* [Source document]
----------------
Raft Consensus with a Minority of Nodes

(padhye.org)

105 points | by moarbugs a day ago ago

17 comments

rubiquity 5 hours ago ago
This was already known to be true by Heidi Howard’s research that yielded Flexible Paxos[0], Relaxed Paxos[1], and her more general thesis on Distributed consensus[2] as a whole
0 - https://fpaxos.github.io/
1 - https://dl.acm.org/doi/10.1145/3517209.3524040
2 - https://www.cl.cam.ac.uk/techreports/UCAM-CL-TR-935.pdf
[-]
- dgacmu 8 minutes ago ago
  I don't think this is correct. Heidi's work made a different observation: That you can smear quorum intersection across phases of paxos, whereas the blog post in this submission is observing that you can do bog-standard quorum intersection in a way other than just thinking about majority intersection, via algebraic data structures. I believe these are generally orthogonal observations.
  (Heidi's work is both deeper and more practical; this post is just a really cute observation that there's something mathematically deeper underlying the idea of intersecting quora.)
- senderista 4 hours ago ago
  Research on quorum systems (such as the finite projective planes described in the article) dates back to the 80s.
  [-]
  - mjb an hour ago ago
    The 70s, if you want to be pedantic (e.g. Gifford's "Weighted Voting for Replicated Data" or Thomas's "A Majority Consensus Approach to Concurrency Control for Multiple Copy Databases", both from '79).
----------------
* [Set task A] Repeat the part of the thread on Raft consensus that begins at the words "(padhye.org)" and stops after the words "generally orthogonal observations.".
----------------
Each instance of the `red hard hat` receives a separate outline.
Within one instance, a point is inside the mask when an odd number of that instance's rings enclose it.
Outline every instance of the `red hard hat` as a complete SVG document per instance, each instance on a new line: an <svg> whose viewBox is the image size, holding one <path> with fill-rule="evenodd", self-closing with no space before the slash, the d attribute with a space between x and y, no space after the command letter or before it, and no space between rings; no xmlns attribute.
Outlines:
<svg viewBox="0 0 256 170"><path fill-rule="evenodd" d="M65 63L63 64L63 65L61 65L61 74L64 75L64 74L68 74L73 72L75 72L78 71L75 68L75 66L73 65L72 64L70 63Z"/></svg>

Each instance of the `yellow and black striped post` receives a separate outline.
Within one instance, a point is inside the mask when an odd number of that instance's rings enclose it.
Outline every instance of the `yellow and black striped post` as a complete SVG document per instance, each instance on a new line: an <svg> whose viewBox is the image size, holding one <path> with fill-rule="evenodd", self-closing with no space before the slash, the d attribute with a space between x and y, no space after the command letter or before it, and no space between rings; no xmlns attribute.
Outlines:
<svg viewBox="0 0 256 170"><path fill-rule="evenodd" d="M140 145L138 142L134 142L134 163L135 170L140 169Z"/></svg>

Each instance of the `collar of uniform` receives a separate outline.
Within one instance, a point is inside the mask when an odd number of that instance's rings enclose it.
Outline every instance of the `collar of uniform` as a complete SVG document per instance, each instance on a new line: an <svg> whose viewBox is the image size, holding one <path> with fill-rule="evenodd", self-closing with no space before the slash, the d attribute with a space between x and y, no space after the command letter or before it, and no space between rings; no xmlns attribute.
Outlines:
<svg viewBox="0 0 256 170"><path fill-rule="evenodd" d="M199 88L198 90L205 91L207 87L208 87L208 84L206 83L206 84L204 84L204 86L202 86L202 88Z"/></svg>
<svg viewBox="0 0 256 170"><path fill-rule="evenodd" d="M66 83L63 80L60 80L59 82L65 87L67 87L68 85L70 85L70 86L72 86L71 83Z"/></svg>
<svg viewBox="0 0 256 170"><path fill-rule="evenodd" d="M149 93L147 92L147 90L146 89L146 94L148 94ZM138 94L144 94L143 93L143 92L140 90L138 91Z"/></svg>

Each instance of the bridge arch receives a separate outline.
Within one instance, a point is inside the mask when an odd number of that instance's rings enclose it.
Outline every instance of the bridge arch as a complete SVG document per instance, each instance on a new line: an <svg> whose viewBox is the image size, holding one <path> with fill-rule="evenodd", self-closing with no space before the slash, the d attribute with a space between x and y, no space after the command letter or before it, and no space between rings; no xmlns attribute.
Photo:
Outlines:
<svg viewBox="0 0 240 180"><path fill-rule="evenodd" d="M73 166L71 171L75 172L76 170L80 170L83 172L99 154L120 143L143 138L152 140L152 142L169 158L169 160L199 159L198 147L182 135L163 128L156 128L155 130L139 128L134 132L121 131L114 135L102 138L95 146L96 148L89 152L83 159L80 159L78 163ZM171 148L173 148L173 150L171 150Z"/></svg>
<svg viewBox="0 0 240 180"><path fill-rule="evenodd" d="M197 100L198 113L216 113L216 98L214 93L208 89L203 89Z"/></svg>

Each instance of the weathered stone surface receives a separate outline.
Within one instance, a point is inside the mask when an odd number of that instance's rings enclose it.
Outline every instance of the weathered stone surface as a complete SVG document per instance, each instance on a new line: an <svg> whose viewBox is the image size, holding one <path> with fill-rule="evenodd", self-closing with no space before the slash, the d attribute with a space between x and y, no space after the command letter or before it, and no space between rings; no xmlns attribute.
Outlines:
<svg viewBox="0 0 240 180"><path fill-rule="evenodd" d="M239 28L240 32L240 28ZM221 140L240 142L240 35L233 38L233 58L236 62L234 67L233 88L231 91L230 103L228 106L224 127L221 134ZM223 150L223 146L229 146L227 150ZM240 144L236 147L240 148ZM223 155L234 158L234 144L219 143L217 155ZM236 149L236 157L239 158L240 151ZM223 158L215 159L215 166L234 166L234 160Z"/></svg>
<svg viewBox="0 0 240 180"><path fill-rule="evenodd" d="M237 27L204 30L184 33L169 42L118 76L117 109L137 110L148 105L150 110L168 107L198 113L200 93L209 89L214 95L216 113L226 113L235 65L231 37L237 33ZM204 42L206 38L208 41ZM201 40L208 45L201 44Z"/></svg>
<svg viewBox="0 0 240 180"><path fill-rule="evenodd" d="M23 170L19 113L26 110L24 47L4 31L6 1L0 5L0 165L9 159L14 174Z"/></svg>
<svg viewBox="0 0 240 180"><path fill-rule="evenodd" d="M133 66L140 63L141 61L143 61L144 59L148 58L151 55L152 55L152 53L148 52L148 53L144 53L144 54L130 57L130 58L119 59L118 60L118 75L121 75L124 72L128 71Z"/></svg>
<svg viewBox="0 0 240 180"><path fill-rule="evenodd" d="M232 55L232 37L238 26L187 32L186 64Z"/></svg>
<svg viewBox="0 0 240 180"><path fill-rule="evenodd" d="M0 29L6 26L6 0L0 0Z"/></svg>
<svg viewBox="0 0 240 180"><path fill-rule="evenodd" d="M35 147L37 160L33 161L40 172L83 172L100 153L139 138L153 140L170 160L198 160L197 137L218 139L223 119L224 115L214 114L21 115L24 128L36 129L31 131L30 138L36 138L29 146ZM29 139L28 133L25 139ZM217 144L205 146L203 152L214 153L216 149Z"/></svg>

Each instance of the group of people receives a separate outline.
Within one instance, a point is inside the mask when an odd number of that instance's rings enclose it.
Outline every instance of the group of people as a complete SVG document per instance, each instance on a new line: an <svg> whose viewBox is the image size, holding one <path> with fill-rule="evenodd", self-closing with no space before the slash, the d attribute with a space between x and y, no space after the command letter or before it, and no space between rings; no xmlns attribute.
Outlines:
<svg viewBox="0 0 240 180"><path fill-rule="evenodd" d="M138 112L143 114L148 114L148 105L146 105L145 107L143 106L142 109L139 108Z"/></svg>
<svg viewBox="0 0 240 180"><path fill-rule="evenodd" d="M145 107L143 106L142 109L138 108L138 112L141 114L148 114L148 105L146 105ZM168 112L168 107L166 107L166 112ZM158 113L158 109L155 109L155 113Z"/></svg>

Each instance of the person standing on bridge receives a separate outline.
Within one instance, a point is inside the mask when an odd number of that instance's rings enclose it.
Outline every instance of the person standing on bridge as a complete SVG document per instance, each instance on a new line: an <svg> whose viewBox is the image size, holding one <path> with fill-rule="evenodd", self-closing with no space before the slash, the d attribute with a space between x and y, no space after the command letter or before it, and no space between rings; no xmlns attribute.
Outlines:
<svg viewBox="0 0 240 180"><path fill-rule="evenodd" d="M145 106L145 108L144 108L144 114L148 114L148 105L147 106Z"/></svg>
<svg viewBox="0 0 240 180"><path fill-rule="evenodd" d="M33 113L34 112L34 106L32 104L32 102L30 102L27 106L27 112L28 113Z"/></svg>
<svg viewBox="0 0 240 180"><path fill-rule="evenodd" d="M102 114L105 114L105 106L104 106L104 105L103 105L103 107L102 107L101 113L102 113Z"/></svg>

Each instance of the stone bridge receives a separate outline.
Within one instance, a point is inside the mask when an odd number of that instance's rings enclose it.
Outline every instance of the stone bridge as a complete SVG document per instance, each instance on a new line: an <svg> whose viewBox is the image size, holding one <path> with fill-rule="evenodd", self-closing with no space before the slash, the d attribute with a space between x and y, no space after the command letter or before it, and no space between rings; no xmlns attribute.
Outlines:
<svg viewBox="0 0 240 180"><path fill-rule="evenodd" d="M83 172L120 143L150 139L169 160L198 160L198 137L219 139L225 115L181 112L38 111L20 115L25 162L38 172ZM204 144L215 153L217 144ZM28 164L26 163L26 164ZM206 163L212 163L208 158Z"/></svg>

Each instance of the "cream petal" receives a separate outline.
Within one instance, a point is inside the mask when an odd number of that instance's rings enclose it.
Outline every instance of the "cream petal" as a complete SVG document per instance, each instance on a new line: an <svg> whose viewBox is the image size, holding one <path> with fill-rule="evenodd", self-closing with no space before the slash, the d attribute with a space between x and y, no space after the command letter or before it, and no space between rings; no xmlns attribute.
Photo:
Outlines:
----------------
* [Set task B] Reproduce the lines of the records character for character, beginning at the line that has "Each instance of the stone" and stopping after the final line of the records.

* [Task output A]
(padhye.org)

105 points | by moarbugs a day ago ago

17 comments

rubiquity 5 hours ago ago
This was already known to be true by Heidi Howard’s research that yielded Flexible Paxos[0], Relaxed Paxos[1], and her more general thesis on Distributed consensus[2] as a whole
0 - https://fpaxos.github.io/
1 - https://dl.acm.org/doi/10.1145/3517209.3524040
2 - https://www.cl.cam.ac.uk/techreports/UCAM-CL-TR-935.pdf
[-]
- dgacmu 8 minutes ago ago
  I don't think this is correct. Heidi's work made a different observation: That you can smear quorum intersection across phases of paxos, whereas the blog post in this submission is observing that you can do bog-standard quorum intersection in a way other than just thinking about majority intersection, via algebraic data structures. I believe these are generally orthogonal observations.

* [Task output B]
Each instance of the stone bridge receives a separate outline.
Within one instance, a point is inside the mask when an odd number of that instance's rings enclose it.
Outline every instance of the stone bridge as a complete SVG document per instance, each instance on a new line: an <svg> whose viewBox is the image size, holding one <path> with fill-rule="evenodd", self-closing with no space before the slash, the d attribute with a space between x and y, no space after the command letter or before it, and no space between rings; no xmlns attribute.
Outlines:
<svg viewBox="0 0 240 180"><path fill-rule="evenodd" d="M83 172L120 143L150 139L169 160L198 160L198 137L219 139L225 115L181 112L38 111L20 115L25 162L38 172ZM204 144L215 153L217 144ZM28 164L26 163L26 164ZM206 163L212 163L208 158Z"/></svg>

Each instance of the "cream petal" receives a separate outline.
Within one instance, a point is inside the mask when an odd number of that instance's rings enclose it.
Outline every instance of the "cream petal" as a complete SVG document per instance, each instance on a new line: an <svg> whose viewBox is the image size, holding one <path> with fill-rule="evenodd", self-closing with no space before the slash, the d attribute with a space between x and y, no space after the command letter or before it, and no space between rings; no xmlns attribute.
Photo:
Outlines:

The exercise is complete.